• **Exercise aim**
Arrange every line of the items below as a Markdown table with two columns, Row for a sequential number and Line for the line itself, omitting blank lines. Leave the pictures out of the table.

___ Information shown

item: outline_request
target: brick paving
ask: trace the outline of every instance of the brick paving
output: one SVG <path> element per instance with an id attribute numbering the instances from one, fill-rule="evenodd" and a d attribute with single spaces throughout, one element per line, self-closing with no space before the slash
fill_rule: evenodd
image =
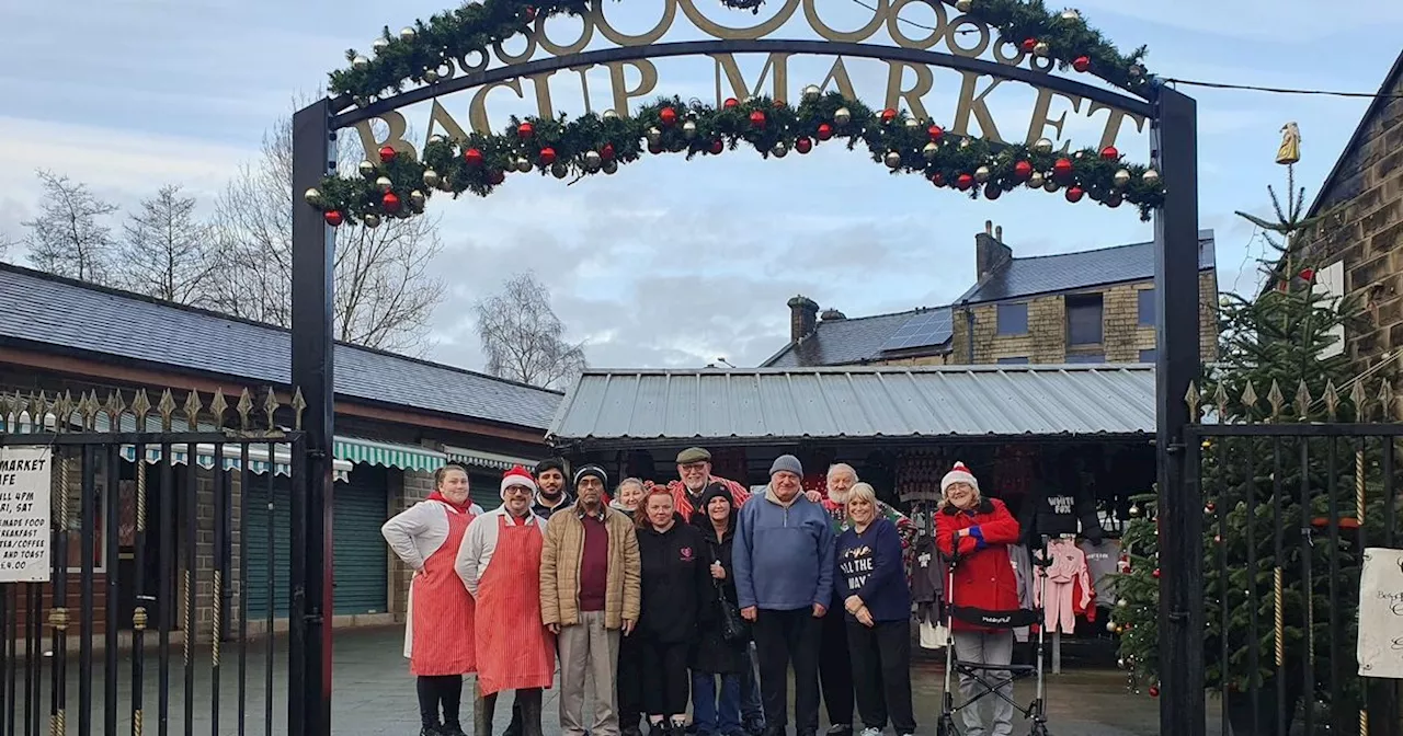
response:
<path id="1" fill-rule="evenodd" d="M 247 656 L 246 708 L 243 714 L 243 729 L 239 728 L 239 648 L 237 643 L 224 643 L 222 650 L 217 730 L 215 730 L 215 698 L 213 676 L 209 652 L 201 652 L 195 659 L 195 704 L 191 714 L 194 733 L 217 735 L 262 735 L 265 733 L 265 697 L 267 667 L 264 663 L 264 642 L 251 642 Z M 407 662 L 400 656 L 403 646 L 403 629 L 345 629 L 338 631 L 335 638 L 335 670 L 333 695 L 333 730 L 338 736 L 379 736 L 418 733 L 418 716 L 414 700 L 414 679 L 408 674 Z M 93 690 L 91 690 L 91 732 L 104 733 L 104 683 L 102 656 L 94 657 Z M 286 641 L 278 639 L 274 652 L 272 672 L 272 733 L 286 733 Z M 168 705 L 168 733 L 185 732 L 185 688 L 182 652 L 173 648 L 170 665 L 170 705 Z M 916 718 L 922 733 L 934 733 L 936 714 L 940 709 L 943 659 L 929 657 L 923 653 L 913 665 L 913 686 L 916 695 Z M 46 662 L 43 680 L 45 687 L 39 698 L 42 712 L 42 732 L 48 733 L 49 687 L 51 672 Z M 1048 676 L 1048 721 L 1051 732 L 1056 736 L 1150 736 L 1159 732 L 1157 702 L 1143 697 L 1125 693 L 1124 674 L 1115 670 L 1075 669 L 1069 662 L 1069 672 L 1061 676 Z M 130 735 L 132 709 L 132 667 L 126 655 L 119 662 L 118 677 L 118 723 L 116 733 Z M 17 683 L 17 701 L 6 702 L 0 707 L 0 714 L 10 711 L 11 704 L 17 705 L 17 733 L 24 733 L 24 670 L 21 665 L 20 680 Z M 80 665 L 74 657 L 67 667 L 67 733 L 79 730 L 79 697 L 80 697 Z M 149 649 L 147 673 L 145 677 L 146 735 L 164 733 L 160 728 L 157 708 L 157 657 L 154 646 Z M 470 688 L 470 683 L 469 683 Z M 467 690 L 467 688 L 464 688 Z M 1031 697 L 1031 681 L 1020 683 L 1017 694 L 1024 701 Z M 0 693 L 0 698 L 4 694 Z M 463 698 L 463 722 L 471 723 L 471 697 Z M 557 733 L 557 701 L 554 691 L 546 695 L 546 733 Z M 505 726 L 511 712 L 506 698 L 498 705 L 497 729 Z M 825 723 L 826 726 L 826 723 Z M 1021 729 L 1016 729 L 1019 733 Z M 0 732 L 4 723 L 0 722 Z"/>

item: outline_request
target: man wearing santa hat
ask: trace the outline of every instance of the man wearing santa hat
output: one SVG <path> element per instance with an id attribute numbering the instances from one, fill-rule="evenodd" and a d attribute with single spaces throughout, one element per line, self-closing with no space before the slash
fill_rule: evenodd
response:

______

• **Solution**
| Row | Line |
|---|---|
| 1 | item: outline_request |
| 2 | target: brick paving |
| 3 | ask: trace the outline of every instance of the brick paving |
| 4 | output: one SVG <path> element per instance with an id attribute numbering the instances from one, fill-rule="evenodd" and a d attribute with single spaces throughout, one element per line, self-closing with no space before the slash |
| 5 | fill_rule: evenodd |
| 6 | image = |
| 7 | response: |
| 8 | <path id="1" fill-rule="evenodd" d="M 247 656 L 246 708 L 243 714 L 243 729 L 239 728 L 239 648 L 237 643 L 224 643 L 222 650 L 217 730 L 215 730 L 215 698 L 213 676 L 209 652 L 201 652 L 195 659 L 195 704 L 191 714 L 194 733 L 217 735 L 262 735 L 265 733 L 265 697 L 267 667 L 264 663 L 264 642 L 251 642 Z M 407 662 L 400 656 L 403 646 L 403 629 L 345 629 L 338 631 L 335 638 L 335 670 L 333 695 L 333 730 L 338 736 L 379 736 L 418 733 L 418 716 L 414 700 L 414 679 L 408 674 Z M 93 690 L 91 690 L 91 732 L 104 733 L 104 683 L 102 656 L 94 657 Z M 286 641 L 278 639 L 274 652 L 272 672 L 272 733 L 286 733 Z M 168 705 L 168 733 L 185 732 L 185 688 L 182 652 L 173 648 L 170 665 L 170 705 Z M 916 718 L 922 733 L 934 733 L 936 714 L 940 709 L 943 659 L 929 657 L 923 653 L 913 665 L 913 686 L 916 695 Z M 46 662 L 43 680 L 45 687 L 39 698 L 42 712 L 42 732 L 48 733 L 49 687 L 51 672 Z M 1048 676 L 1048 721 L 1051 732 L 1056 736 L 1150 736 L 1159 732 L 1157 702 L 1143 697 L 1125 693 L 1124 674 L 1115 670 L 1075 669 L 1069 662 L 1069 672 L 1061 676 Z M 130 735 L 132 709 L 132 667 L 126 655 L 119 662 L 118 677 L 118 723 L 116 733 Z M 17 683 L 17 701 L 6 702 L 0 707 L 0 714 L 10 711 L 11 704 L 17 705 L 17 733 L 24 733 L 24 670 L 21 665 L 20 680 Z M 80 665 L 74 657 L 67 667 L 67 733 L 79 730 L 79 697 L 80 697 Z M 149 649 L 147 673 L 145 677 L 146 735 L 164 733 L 160 728 L 157 708 L 157 657 L 154 646 Z M 470 688 L 470 683 L 469 683 Z M 467 690 L 467 688 L 464 688 Z M 1031 697 L 1031 681 L 1020 683 L 1017 694 L 1024 701 Z M 0 693 L 0 698 L 4 694 Z M 463 698 L 463 722 L 471 723 L 471 697 Z M 557 733 L 557 701 L 554 691 L 546 695 L 546 733 Z M 505 726 L 511 712 L 506 698 L 498 705 L 497 729 Z M 825 723 L 826 726 L 826 723 Z M 1021 729 L 1016 729 L 1019 733 Z M 0 732 L 4 723 L 0 722 Z"/> |
| 9 | item: outline_request |
| 10 | target: man wearing santa hat |
| 11 | ask: trace the outline of every instance of the man wearing santa hat |
| 12 | output: one SVG <path> element per instance with an id attribute numbering the instances from one, fill-rule="evenodd" and a d attribute with single spaces throughout, one element per line, self-closing with no space before the slash |
| 13 | fill_rule: evenodd |
| 14 | response: |